# COMPLETE THE FOLLOWING:
(a) Transcribe the stretch of the King Lear passage from "- King Llyr" through "of Shakespeare's play.".
(b) Using the King Lear passage, list the legendary or mythological figures it names as possible originals of Lear, with how the passage describes each.
(c) Decide whether each statement agrees with the King Lear passage. Answer yes or no and quote the words that settle it.
(i) The second edition of Holinshed's Chronicles was published in 1587.
(ii) Shakespeare took the main outline of the Gloucester subplot from The Faerie Queene.
(iii) In the earlier play King Leir, Cordella and the King of France serve Leir disguised as rustics.

# SOURCE EXTRACT:
Sources for King Lear


- King Leir was a semi-legendary King of the Britons as accounted by Geoffrey of Monmouth.
- King Llyr was a semi-legendary king who reigned in Cornwall and Devon in present-day England. According to the Historia Britonum, Llyr may have been taken as a prisoner to Rome, and this traditional lore may be the origin of Shakespeare's play.
- Lear may also be Lir, a god of the sea in Celtic mythology; there, Lir's children include Bran and Mannanan, eponymous creator of the Isle of Man. One of Shakespeare's sources was an earlier play, King Leir. In this play Cordella and the King of France serve Leir disguised as rustics. However, the ancient folk tale of Lear had existed in many versions prior to that, and it's possible that Shakespeare was familiar with them. Shakespeare's most important source is thought to be the second edition of The Chronicles of England, Scotlande, and Irelande by Raphael Holinshed, published in 1587. Holinshed himself found the story in the earlier Historia Regum Britanniae by Geoffrey of Monmouth, which was written in the 12th century. The name of Cordelia was probably taken from Edmund Spenser's The Faerie Queene, published in 1590. Spenser's Cordelia also dies from hanging, as in King Lear. Other likely sources are A Mirror for Magistrates (1574), by John Higgins; The Malcontent (1604), by John Marston; The London Prodigal (1605); Arcadia (1580-1590), by Sir Philip Sidney, from which Shakespeare took the main outline of the Gloucester subplot; Montaigne's Essays, which were translated into English by John Florio in 1603; An Historical Description of Iland of Britaine, by William Harrison; Remaines Concerning Britaine, by William Camden (1606); Albion's England, by William Warner, (1589); and A Declaration of egregious Popish Impostures, by Samuel Harsnett (1603), which provided some of the language used by Edgar while he feigns madness.

Points of debate

Confusing opening

The modern reader of King Lear could benefit from the demystification of some subtleties in the text, as Shakespeare often brushes over details that are made clearer in his sources, and were perhaps more familiar to Elizabethan theatregoers than to modern ones. Scene one features King Lear testing the extent of his daughters' loyalty and love for him. He is preparing to abdicate. Lacking a male heir, he decides to divide his land between the sisters and, for two of them, their husbands. He devises a test for them, asking "Which of you shall we say doth love us most?". This may strike us as somewhat senile, because if Lear has already made up his mind as to how the land is shared, the trial appears pointless. On the other hand, Shakespeare may have intended Lear's statement ("Which of you shall we say doth love us most? That we our largest bounty may extend / Where nature doth with merit challenge") to have been a mere formality or piece of rhetoric. Shakespeare has overlooked (purposely or absent-mindedly) the crux of the situation, which is that in another version (the anonymous play The True Chronicle History of King Leir) Cordelia has already vowed to marry for love, not whoever her father should choose, and Lear assumes that his youngest daughter will play along with his game. On receiving her proclamations of devout love and loyalty, he plans to force her into a marriage which she could not possibly object to after claiming such stolid obedience. Of course, the trap fails disastrously for all parties. It is not clear whether or not Shakespeare intended his audience to be aware of this subtext, or whether he assumed the details of the situation were not relevant.

# DATA PROVIDED:
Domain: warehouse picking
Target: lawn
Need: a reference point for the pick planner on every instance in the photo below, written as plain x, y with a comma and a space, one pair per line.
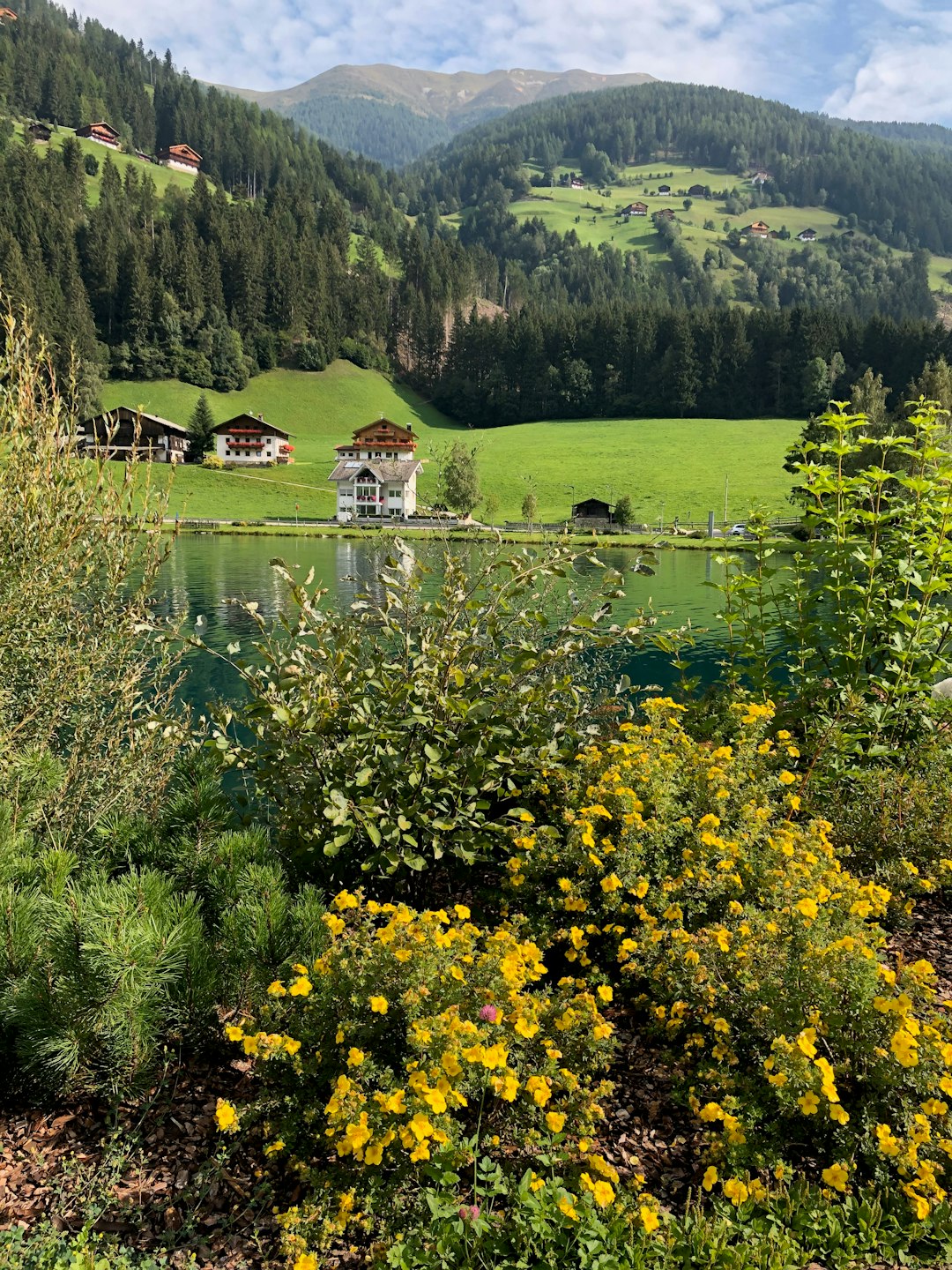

# PROBLEM SOLUTIONS:
(a)
- King Llyr was a semi-legendary king who reigned in Cornwall and Devon in present-day England. According to the Historia Britonum, Llyr may have been taken as a prisoner to Rome, and this traditional lore may be the origin of Shakespeare's play.

(b)
- King Leir: a semi-legendary King of the Britons, as accounted by Geoffrey of Monmouth
- King Llyr: a semi-legendary king who reigned in Cornwall and Devon in present-day England
- Lir: a god of the sea in Celtic mythology

(c)
(i) Yes: "the second edition of The Chronicles of England, Scotlande, and Irelande by Raphael Holinshed, published in 1587"
(ii) No: "Arcadia (1580-1590), by Sir Philip Sidney, from which Shakespeare took the main outline of the Gloucester subplot"
(iii) Yes: "In this play Cordella and the King of France serve Leir disguised as rustics."